**Exercício 1**
Devolva sem nenhuma alteração a parte do texto sobre a semiliberdade que abre com as palavras contendo "Art. 120. O" e fecha com "relativas à internação.".
**Exercício 2**
Responda com base no texto sobre a semiliberdade:
(a) Qual é o prazo legal máximo da medida?
(b) Ao completar que idade o adolescente tem a medida encerrada?
(c) Que atividades o § 1º torna obrigatórias?
**Exercício 3**
Por favor, prossiga o texto sobre a semiliberdade a partir do ponto em que ele termina.

**Trecho do documento**
_ _ _ _

O art. 120 disciplina a semiliberdade:

Art. 120. O regime de semiliberdade pode ser determinado desde o início, ou como forma de transição para o meio aberto, possibilitada a realização de atividades externas, independentemente de autorização judicial.

§ 1º São obrigatórias a escolarização e a profissionalização, devendo, sempre que possível, ser utilizados os recursos existentes na comunidade.

§ 2º A medida não comporta prazo determinado aplicando-se, no que couber, as disposições relativas à internação.

Quando da aplicação dessa medida, o adolescente trabalha e estuda durante o dia e, no período noturno, fica recolhido em entidade de atendimento especializada. A medida será fixada sem prazo determinado, sendo o adolescente periodicamente avaliado a fim de verificar a possibilidade de mudança da medida aplicada, ou mesmo sua extinção. Embora não tenha prazo determinado, está limitada ao prazo legal máximo de três anos. Além disso, caso o adolescente complete 21 anos de idade, será dado termo à aplicação da medida.

Por tratar-se de medida restritiva de liberdade, deverá ser breve e excepcional, sobretudo por ser aplicada a pessoas em desenvolvimento. Ademais, somente pode ser aplicada por sentença na ação socioeducativa em que tenha sito apurada a materialidade e autoria.

Diferente das medidas anteriormente analisadas, a semiliberdade não pode ser aplicada em cumulação à remissão.

_ _ _ _

**Dados fornecidos**

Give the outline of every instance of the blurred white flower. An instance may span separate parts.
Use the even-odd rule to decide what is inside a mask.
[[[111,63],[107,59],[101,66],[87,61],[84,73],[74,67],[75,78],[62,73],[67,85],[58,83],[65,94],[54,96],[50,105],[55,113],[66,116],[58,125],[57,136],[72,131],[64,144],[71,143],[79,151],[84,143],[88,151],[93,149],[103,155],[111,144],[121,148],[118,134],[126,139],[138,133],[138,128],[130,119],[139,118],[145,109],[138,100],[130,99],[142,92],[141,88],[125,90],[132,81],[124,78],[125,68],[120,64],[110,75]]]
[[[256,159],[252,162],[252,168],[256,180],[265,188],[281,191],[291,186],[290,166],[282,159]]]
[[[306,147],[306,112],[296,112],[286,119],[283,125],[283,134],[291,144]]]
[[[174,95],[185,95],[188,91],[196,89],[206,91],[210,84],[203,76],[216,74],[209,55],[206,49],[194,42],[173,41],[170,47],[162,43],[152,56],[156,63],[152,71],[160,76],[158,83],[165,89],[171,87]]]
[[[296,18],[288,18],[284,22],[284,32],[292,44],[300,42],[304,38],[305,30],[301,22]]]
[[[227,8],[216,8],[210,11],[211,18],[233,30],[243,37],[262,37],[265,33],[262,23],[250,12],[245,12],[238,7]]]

_ _ _ _

**Resposta 1**
Art. 120. O regime de semiliberdade pode ser determinado desde o início, ou como forma de transição para o meio aberto, possibilitada a realização de atividades externas, independentemente de autorização judicial.

§ 1º São obrigatórias a escolarização e a profissionalização, devendo, sempre que possível, ser utilizados os recursos existentes na comunidade.

§ 2º A medida não comporta prazo determinado aplicando-se, no que couber, as disposições relativas à internação.

**Resposta 2**
(a) Três anos.
(b) 21 anos.
(c) A escolarização e a profissionalização.

**Resposta 3**
A medida será cumprida necessariamente em entidade de atendimento, que, pela aplicação do princípio da incompletude institucional, deverá utilizar-se de mecanismos de que dispõe, e também de mecanismos existentes na comunidade, de modo que não fique o adolescente adstrito aos mecanismos da instituição.

O desempenho de atividades externas, como estudo, trabalho e visitas à família, faz parte da essência da medida; não poderia ser restrito segundo entendimento do Supremo Tribunal Federal – STF (HC nº 98.518/RJ, rel. Min. Eros Grau, j. 25.05.2010), em sentido contrário à atuação do Superior Tribunal de Justiça (STJ – (HC nº 62.293/RJ, rel. Min. Hamilton Carvalhido, j. 24.10.2006), que permitia tal restrição. Essa restrição, segundo o STF, somente poderia se dar em situações excepcionais, mediante fundamentação expressa e razoável.

f) Internação: trata-se da medida socioeducativa mais grave. Em razão de se tratar de medida privativa de liberdade, está sujeita aos princípios da brevidade, excepcionalidade e respeito à condição peculiar de pessoa em desenvolvimento (art. 121, caput do ECA).

Da mesma forma que a medida de semiliberdade é fixada sem prazo determinado, havendo avaliação periódica do adolescente a cada seis meses a fim de determinar a necessidade de sua manutenção, tal prática é aplicada à medida de internação (art. 121, § 2º, do ECA). Contudo, diferentemente daquela medida, para que o adolescente possa participar de atividades externas durante a internação é necessária a autorização de equipe técnica da entidade, podendo essa autorização ser totalmente vedada pela autoridade judicial (art. 121, § 1º, do ECA).

Vale salientar que o juiz pode vedar a realização de atividades externas sem que, contudo, isso implique na incomunicabilidade do adolescente.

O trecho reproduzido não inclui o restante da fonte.